(Directive)
Recast the rows as a JSON list of strings, one string per line with blank lines omitted, starting with the line that contains "point: the curved" and continuing through the last line of the rows.
───── Supplied information
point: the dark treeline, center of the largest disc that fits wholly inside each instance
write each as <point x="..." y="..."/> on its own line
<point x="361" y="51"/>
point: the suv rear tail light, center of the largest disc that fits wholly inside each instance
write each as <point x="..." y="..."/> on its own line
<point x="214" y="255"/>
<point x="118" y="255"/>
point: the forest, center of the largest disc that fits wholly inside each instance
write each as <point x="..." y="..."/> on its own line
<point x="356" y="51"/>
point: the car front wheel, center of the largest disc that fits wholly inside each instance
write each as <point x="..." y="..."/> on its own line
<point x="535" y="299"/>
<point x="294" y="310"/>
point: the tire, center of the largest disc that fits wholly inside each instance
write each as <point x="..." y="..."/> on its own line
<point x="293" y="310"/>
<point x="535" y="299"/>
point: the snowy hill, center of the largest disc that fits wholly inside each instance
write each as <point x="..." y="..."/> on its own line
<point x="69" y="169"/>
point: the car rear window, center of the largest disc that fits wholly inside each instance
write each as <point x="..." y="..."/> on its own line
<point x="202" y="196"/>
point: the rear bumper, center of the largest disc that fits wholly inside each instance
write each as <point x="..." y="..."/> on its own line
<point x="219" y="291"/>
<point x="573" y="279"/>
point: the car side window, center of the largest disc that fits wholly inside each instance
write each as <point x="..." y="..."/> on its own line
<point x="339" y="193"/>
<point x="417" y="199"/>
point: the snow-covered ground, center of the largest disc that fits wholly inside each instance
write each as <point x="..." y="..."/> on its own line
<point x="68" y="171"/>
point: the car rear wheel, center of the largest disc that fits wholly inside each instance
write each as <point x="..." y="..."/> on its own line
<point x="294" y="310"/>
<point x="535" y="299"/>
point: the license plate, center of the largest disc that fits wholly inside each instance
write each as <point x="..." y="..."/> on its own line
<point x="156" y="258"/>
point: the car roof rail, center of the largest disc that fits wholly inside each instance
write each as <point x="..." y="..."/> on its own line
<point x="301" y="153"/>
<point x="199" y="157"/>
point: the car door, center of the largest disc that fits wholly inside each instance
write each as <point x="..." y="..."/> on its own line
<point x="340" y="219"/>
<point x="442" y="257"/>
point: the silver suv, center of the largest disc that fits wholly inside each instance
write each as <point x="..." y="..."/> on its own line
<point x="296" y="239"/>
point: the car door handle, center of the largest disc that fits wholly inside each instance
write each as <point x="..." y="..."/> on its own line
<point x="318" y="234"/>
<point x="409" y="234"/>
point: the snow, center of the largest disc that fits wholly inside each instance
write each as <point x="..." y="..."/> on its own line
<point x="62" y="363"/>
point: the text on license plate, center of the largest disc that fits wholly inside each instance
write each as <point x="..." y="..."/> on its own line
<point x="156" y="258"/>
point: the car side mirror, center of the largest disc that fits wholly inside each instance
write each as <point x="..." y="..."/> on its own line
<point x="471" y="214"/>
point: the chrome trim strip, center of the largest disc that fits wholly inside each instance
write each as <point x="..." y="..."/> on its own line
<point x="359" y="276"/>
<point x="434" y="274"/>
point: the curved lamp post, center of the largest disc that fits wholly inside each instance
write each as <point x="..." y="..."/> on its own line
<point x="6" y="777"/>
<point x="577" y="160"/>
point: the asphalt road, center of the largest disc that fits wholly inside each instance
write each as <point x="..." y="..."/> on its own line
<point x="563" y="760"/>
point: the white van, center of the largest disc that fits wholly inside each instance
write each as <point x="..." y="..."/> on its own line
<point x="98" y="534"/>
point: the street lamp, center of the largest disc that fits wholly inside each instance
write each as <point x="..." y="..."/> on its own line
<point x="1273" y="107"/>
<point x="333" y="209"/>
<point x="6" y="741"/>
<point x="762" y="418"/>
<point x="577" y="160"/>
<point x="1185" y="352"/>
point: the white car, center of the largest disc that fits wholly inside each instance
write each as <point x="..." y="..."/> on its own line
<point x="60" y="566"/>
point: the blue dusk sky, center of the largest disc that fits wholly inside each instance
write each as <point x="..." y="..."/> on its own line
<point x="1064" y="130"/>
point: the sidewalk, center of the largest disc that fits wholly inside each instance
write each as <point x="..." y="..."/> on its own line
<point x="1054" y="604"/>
──────────
(Solution to this exercise)
[
  "point: the curved lamp post, center of the largest disc that fits wholly inside each instance",
  "write each as <point x=\"...\" y=\"...\"/> on its own line",
  "<point x=\"6\" y=\"777\"/>",
  "<point x=\"577\" y=\"160\"/>",
  "point: the asphalt road, center of the largest disc that fits wholly inside each instance",
  "write each as <point x=\"...\" y=\"...\"/> on its own line",
  "<point x=\"563\" y=\"760\"/>",
  "point: the white van, center of the largest disc that fits wholly inside each instance",
  "write each as <point x=\"...\" y=\"...\"/> on its own line",
  "<point x=\"98\" y=\"534\"/>",
  "point: the street lamp, center of the largest disc that fits wholly inside each instance",
  "write each as <point x=\"...\" y=\"...\"/> on its own line",
  "<point x=\"1273\" y=\"107\"/>",
  "<point x=\"333\" y=\"209\"/>",
  "<point x=\"6\" y=\"741\"/>",
  "<point x=\"762\" y=\"418\"/>",
  "<point x=\"577\" y=\"160\"/>",
  "<point x=\"1185\" y=\"352\"/>",
  "point: the white car, center of the largest disc that fits wholly inside each instance",
  "write each as <point x=\"...\" y=\"...\"/> on its own line",
  "<point x=\"60\" y=\"566\"/>",
  "point: the blue dusk sky, center of the largest disc that fits wholly inside each instance",
  "write each as <point x=\"...\" y=\"...\"/> on its own line",
  "<point x=\"1064\" y=\"130\"/>",
  "point: the sidewalk, center of the largest disc that fits wholly inside each instance",
  "write each as <point x=\"...\" y=\"...\"/> on its own line",
  "<point x=\"1054\" y=\"604\"/>"
]